**TO DO**
Render each line of the material below as a row of a Markdown table, omitting blank lines. Use the columns "Row" and "Material line".

-.-.-

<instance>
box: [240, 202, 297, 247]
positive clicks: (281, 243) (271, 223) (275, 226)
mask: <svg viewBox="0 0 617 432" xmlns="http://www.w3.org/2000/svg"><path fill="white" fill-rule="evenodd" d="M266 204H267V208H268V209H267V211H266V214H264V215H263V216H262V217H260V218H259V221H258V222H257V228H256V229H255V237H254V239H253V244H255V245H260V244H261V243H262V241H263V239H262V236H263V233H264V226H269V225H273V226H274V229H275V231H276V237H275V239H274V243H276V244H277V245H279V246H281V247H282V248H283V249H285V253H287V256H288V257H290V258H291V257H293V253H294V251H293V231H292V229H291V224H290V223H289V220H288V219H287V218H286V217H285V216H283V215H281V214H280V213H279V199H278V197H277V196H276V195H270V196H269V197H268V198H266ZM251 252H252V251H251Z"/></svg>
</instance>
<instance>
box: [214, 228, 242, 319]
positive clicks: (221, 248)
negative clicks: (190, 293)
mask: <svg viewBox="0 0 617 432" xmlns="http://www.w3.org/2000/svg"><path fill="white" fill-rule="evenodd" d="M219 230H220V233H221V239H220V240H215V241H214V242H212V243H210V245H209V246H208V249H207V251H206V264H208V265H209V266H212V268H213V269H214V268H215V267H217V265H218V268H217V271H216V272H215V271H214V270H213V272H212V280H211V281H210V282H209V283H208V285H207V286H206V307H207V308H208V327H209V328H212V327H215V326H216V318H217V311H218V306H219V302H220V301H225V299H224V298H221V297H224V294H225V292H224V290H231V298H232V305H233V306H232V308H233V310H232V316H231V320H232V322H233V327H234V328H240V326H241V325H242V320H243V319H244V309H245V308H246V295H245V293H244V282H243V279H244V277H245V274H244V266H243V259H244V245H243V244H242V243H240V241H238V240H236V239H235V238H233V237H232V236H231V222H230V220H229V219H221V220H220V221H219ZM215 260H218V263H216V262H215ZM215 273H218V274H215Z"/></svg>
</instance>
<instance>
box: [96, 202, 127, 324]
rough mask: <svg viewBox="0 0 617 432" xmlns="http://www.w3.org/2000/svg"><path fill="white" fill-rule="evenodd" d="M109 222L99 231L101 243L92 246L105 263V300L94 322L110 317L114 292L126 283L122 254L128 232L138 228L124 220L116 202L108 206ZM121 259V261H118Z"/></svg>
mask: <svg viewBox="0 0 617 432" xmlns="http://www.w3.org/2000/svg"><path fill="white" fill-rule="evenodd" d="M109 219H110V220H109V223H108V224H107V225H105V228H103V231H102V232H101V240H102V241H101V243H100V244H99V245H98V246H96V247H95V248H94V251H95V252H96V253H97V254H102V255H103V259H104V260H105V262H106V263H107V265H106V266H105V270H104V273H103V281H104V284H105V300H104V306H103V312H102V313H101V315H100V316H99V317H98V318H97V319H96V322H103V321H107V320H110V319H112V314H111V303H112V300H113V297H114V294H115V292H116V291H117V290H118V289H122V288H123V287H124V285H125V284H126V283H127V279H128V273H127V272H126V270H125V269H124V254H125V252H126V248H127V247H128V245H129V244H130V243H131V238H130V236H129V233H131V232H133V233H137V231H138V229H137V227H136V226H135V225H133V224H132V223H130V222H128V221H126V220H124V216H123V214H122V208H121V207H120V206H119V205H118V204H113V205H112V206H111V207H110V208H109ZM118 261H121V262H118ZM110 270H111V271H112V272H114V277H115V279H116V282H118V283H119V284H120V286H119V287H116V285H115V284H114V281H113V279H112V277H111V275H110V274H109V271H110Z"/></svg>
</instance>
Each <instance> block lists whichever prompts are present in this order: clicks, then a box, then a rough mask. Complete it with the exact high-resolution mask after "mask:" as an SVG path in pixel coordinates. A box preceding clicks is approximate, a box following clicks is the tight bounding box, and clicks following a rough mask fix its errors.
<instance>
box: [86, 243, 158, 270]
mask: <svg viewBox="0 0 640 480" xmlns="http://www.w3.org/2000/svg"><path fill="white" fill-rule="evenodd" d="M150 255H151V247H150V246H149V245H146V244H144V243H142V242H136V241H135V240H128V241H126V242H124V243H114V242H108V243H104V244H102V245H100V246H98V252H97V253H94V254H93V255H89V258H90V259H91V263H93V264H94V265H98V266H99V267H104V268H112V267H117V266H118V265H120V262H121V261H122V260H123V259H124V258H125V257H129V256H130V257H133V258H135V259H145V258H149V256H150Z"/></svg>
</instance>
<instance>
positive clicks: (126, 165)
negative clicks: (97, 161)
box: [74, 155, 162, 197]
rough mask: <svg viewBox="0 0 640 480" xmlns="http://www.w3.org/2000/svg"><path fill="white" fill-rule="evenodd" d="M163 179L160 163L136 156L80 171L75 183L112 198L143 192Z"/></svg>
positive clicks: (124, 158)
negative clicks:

-.-.-

**SOLUTION FOR THIS PROBLEM**
| Row | Material line |
|---|---|
| 1 | <instance> |
| 2 | box: [240, 202, 297, 247] |
| 3 | positive clicks: (281, 243) (271, 223) (275, 226) |
| 4 | mask: <svg viewBox="0 0 617 432" xmlns="http://www.w3.org/2000/svg"><path fill="white" fill-rule="evenodd" d="M266 204H267V208H268V209H267V211H266V214H264V215H263V216H262V217H260V218H259V221H258V222H257V228H256V229H255V237H254V239H253V244H255V245H260V244H261V243H262V241H263V239H262V236H263V233H264V226H269V225H273V226H274V229H275V231H276V237H275V239H274V243H276V244H277V245H279V246H281V247H282V248H283V249H285V253H287V256H288V257H290V258H291V257H293V253H294V251H293V231H292V229H291V224H290V223H289V220H288V219H287V218H286V217H285V216H283V215H281V214H280V213H279V199H278V197H277V196H276V195H270V196H269V197H268V198H266ZM251 252H252V251H251Z"/></svg> |
| 5 | </instance> |
| 6 | <instance> |
| 7 | box: [214, 228, 242, 319] |
| 8 | positive clicks: (221, 248) |
| 9 | negative clicks: (190, 293) |
| 10 | mask: <svg viewBox="0 0 617 432" xmlns="http://www.w3.org/2000/svg"><path fill="white" fill-rule="evenodd" d="M219 230H220V233H221V239H220V240H215V241H214V242H212V243H210V245H209V246H208V249H207V251H206V264H208V265H209V266H212V268H213V269H214V268H215V267H217V265H218V268H217V271H216V272H215V271H214V270H213V272H212V280H211V281H210V282H209V283H208V285H207V286H206V307H207V308H208V327H209V328H212V327H215V326H216V318H217V311H218V306H219V302H220V301H225V299H224V298H221V297H224V294H225V292H224V290H231V298H232V305H233V306H232V308H233V310H232V316H231V320H232V322H233V327H234V328H240V326H241V325H242V320H243V319H244V309H245V308H246V295H245V293H244V282H243V279H244V277H245V274H244V266H243V259H244V245H243V244H242V243H240V241H238V240H236V239H235V238H233V237H232V236H231V222H230V220H229V219H221V220H220V221H219ZM215 260H218V263H216V262H215ZM215 273H218V274H215Z"/></svg> |
| 11 | </instance> |
| 12 | <instance> |
| 13 | box: [96, 202, 127, 324] |
| 14 | rough mask: <svg viewBox="0 0 617 432" xmlns="http://www.w3.org/2000/svg"><path fill="white" fill-rule="evenodd" d="M109 222L99 231L101 243L92 246L105 263V300L94 322L110 317L114 292L126 283L122 254L128 232L138 228L124 220L116 202L108 206ZM121 259V261H118Z"/></svg> |
| 15 | mask: <svg viewBox="0 0 617 432" xmlns="http://www.w3.org/2000/svg"><path fill="white" fill-rule="evenodd" d="M109 219H110V220H109V223H108V224H107V225H105V228H103V231H102V232H101V240H102V241H101V243H100V244H99V245H98V246H96V247H95V248H94V251H95V252H96V253H97V254H102V255H103V259H104V260H105V262H106V263H107V265H106V266H105V270H104V273H103V281H104V284H105V300H104V306H103V312H102V313H101V315H100V316H99V317H98V318H97V319H96V322H103V321H107V320H110V319H112V314H111V303H112V300H113V297H114V294H115V292H116V291H117V290H118V289H122V288H123V287H124V285H125V284H126V283H127V279H128V273H127V272H126V270H125V269H124V254H125V252H126V248H127V247H128V245H129V244H130V243H131V238H130V236H129V233H131V232H133V233H137V231H138V229H137V227H136V226H135V225H133V224H132V223H130V222H128V221H126V220H124V216H123V214H122V208H121V207H120V206H119V205H118V204H113V205H112V206H111V207H110V208H109ZM118 261H121V262H118ZM110 270H111V271H112V272H114V277H115V279H116V282H118V283H119V284H120V286H119V287H116V285H115V284H114V281H113V279H112V277H111V275H110V274H109V271H110Z"/></svg> |
| 16 | </instance> |
| 17 | Each <instance> block lists whichever prompts are present in this order: clicks, then a box, then a rough mask. Complete it with the exact high-resolution mask after "mask:" as an SVG path in pixel coordinates. A box preceding clicks is approximate, a box following clicks is the tight bounding box, and clicks following a rough mask fix its errors. |
| 18 | <instance> |
| 19 | box: [86, 243, 158, 270] |
| 20 | mask: <svg viewBox="0 0 640 480" xmlns="http://www.w3.org/2000/svg"><path fill="white" fill-rule="evenodd" d="M150 255H151V247H150V246H149V245H146V244H144V243H142V242H136V241H135V240H128V241H126V242H124V243H114V242H108V243H104V244H102V245H100V246H98V252H97V253H94V254H93V255H89V258H90V259H91V263H93V264H94V265H98V266H99V267H104V268H112V267H117V266H118V265H120V262H121V261H122V260H123V259H124V258H125V257H129V256H130V257H133V258H135V259H145V258H149V256H150Z"/></svg> |
| 21 | </instance> |
| 22 | <instance> |
| 23 | positive clicks: (126, 165) |
| 24 | negative clicks: (97, 161) |
| 25 | box: [74, 155, 162, 197] |
| 26 | rough mask: <svg viewBox="0 0 640 480" xmlns="http://www.w3.org/2000/svg"><path fill="white" fill-rule="evenodd" d="M163 179L160 163L136 156L80 171L75 183L112 198L143 192Z"/></svg> |
| 27 | positive clicks: (124, 158) |
| 28 | negative clicks: |